*AIM*
Starting with the line containing "# Target: white ceiling" and going on through the line containing "(1183, 544)", rescale the listing below and reproduce only those lines, requests included, with every point coordinate multiplied by 0.25 and rounded to a whole number, halves rounding up.

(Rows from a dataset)

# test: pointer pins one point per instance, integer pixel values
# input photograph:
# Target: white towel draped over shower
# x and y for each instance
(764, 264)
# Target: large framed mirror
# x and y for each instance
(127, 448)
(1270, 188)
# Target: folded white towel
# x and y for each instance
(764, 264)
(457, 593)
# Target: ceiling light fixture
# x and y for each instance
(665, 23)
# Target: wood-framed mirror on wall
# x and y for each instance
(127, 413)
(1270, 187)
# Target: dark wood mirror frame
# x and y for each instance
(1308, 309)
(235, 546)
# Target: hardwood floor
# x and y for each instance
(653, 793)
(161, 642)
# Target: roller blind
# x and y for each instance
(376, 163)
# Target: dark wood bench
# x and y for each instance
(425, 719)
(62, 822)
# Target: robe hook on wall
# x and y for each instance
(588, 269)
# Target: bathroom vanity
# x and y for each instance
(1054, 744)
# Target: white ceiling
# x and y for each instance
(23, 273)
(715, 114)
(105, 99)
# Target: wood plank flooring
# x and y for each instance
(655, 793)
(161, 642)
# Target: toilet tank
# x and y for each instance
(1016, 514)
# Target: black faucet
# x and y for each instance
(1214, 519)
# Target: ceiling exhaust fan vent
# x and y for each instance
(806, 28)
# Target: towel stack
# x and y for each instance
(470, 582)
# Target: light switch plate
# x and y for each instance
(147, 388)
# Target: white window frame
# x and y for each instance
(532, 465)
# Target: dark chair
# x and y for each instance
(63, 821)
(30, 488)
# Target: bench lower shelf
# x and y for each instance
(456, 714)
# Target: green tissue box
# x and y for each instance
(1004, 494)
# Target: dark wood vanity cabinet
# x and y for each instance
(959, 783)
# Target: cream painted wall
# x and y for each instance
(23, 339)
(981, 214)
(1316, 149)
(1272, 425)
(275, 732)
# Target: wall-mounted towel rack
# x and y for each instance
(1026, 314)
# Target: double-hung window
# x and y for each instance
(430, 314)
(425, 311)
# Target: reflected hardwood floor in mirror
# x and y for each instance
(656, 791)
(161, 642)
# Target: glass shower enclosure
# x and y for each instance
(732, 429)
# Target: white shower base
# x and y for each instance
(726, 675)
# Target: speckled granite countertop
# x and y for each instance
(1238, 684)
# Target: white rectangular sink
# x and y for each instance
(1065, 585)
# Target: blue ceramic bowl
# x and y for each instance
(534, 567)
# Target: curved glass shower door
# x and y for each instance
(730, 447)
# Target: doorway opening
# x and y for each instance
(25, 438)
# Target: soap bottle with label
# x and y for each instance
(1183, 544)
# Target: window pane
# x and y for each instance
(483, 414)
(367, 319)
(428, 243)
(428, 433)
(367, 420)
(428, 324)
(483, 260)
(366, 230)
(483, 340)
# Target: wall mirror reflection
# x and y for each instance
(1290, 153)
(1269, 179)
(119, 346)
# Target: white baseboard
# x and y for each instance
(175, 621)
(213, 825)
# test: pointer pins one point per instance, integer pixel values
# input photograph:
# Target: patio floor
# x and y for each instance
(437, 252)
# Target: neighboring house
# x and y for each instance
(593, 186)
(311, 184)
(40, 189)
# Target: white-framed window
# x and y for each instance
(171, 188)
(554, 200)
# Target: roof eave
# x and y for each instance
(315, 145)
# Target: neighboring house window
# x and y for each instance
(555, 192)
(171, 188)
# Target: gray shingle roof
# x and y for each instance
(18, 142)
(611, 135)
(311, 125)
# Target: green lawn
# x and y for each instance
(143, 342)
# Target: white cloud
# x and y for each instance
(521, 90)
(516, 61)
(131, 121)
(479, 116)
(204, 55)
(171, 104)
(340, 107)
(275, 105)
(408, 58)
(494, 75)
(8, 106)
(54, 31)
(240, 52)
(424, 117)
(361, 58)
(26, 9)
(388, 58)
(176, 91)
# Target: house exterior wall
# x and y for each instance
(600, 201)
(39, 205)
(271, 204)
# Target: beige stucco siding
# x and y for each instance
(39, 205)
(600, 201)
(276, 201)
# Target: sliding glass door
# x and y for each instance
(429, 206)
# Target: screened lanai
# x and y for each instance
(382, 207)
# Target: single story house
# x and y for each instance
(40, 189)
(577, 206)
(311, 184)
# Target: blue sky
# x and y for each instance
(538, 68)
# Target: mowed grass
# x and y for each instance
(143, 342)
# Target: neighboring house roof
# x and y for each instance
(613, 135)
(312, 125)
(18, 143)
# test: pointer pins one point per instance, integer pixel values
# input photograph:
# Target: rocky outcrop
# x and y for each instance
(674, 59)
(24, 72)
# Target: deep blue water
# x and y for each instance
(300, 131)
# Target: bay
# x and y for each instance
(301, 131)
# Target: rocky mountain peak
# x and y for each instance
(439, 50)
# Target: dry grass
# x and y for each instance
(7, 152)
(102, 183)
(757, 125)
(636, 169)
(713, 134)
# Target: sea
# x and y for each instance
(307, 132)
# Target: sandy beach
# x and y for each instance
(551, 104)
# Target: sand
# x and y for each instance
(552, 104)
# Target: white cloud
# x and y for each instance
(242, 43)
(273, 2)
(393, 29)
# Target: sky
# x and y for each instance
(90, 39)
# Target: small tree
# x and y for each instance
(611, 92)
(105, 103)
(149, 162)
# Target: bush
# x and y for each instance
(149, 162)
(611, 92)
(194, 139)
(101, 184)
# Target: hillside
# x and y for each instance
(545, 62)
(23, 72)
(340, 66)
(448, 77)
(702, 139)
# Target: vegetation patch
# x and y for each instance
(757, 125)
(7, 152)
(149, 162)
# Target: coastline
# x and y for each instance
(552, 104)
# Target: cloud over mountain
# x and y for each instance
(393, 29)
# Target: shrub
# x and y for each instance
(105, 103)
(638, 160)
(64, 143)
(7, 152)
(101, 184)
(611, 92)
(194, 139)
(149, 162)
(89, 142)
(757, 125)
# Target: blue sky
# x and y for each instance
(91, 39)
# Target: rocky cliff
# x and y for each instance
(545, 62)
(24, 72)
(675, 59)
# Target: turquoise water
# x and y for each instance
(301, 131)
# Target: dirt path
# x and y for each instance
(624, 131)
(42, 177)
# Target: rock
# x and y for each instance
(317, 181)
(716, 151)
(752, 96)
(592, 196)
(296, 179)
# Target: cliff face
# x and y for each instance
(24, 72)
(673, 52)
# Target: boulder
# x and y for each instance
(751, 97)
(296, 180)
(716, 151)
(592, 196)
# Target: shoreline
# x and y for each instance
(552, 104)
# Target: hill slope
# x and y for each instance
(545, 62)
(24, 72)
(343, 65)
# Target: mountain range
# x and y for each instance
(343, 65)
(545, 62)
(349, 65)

*FINISHED TASK*
# Target: white ceiling
# x and y for each instance
(6, 68)
(179, 29)
(26, 25)
# Target: wood plank flooring
# x and y for each instance
(164, 198)
(40, 161)
# Target: toilet tank
# x and y for each instance
(254, 129)
# Target: black faucet
# x and y for each instance
(304, 130)
# Target: ceiling exhaust fan vent
# x and y for each instance
(202, 7)
# Target: towel stack
# x and y for each instance
(118, 146)
# Target: light switch plate
# x and y for each instance
(37, 97)
# Target: white window frame
# x and y for each instance
(133, 116)
# Target: dark chair
# x and y for each instance
(16, 205)
(8, 122)
# Target: bench lower shelf
# x and y for each instance
(114, 179)
# Target: green tissue box
# x and y for each instance
(251, 124)
# Target: dark wood vanity cabinet
# x and y for each instance
(240, 196)
# Target: cream painted wall
# x and y for each instance
(6, 85)
(245, 54)
(329, 37)
(318, 106)
(69, 183)
# Target: wall-mounted towel rack
# x and y for each instance
(257, 79)
# Target: double-hung window
# x and y for each instance
(108, 79)
(106, 78)
# Target: reflected hardwood floor in mirror
# x and y for each instance
(164, 198)
(40, 161)
# Target: glass shower enclosure
# x and y for each instance
(183, 107)
# Target: white shower base
# x and y for each instance
(182, 169)
# Target: speckled granite countertop
# x and y for each instance
(310, 171)
# Target: white rectangular sink
# x and y for each instance
(266, 146)
# Target: blue ceramic bowl
# x and y for each instance
(134, 142)
# Target: curved glass shower door
# x and y for each instance
(183, 112)
# Target: doorway opening
# x and y for each instance
(6, 110)
# Target: soap bottle with label
# x and y for each instance
(296, 136)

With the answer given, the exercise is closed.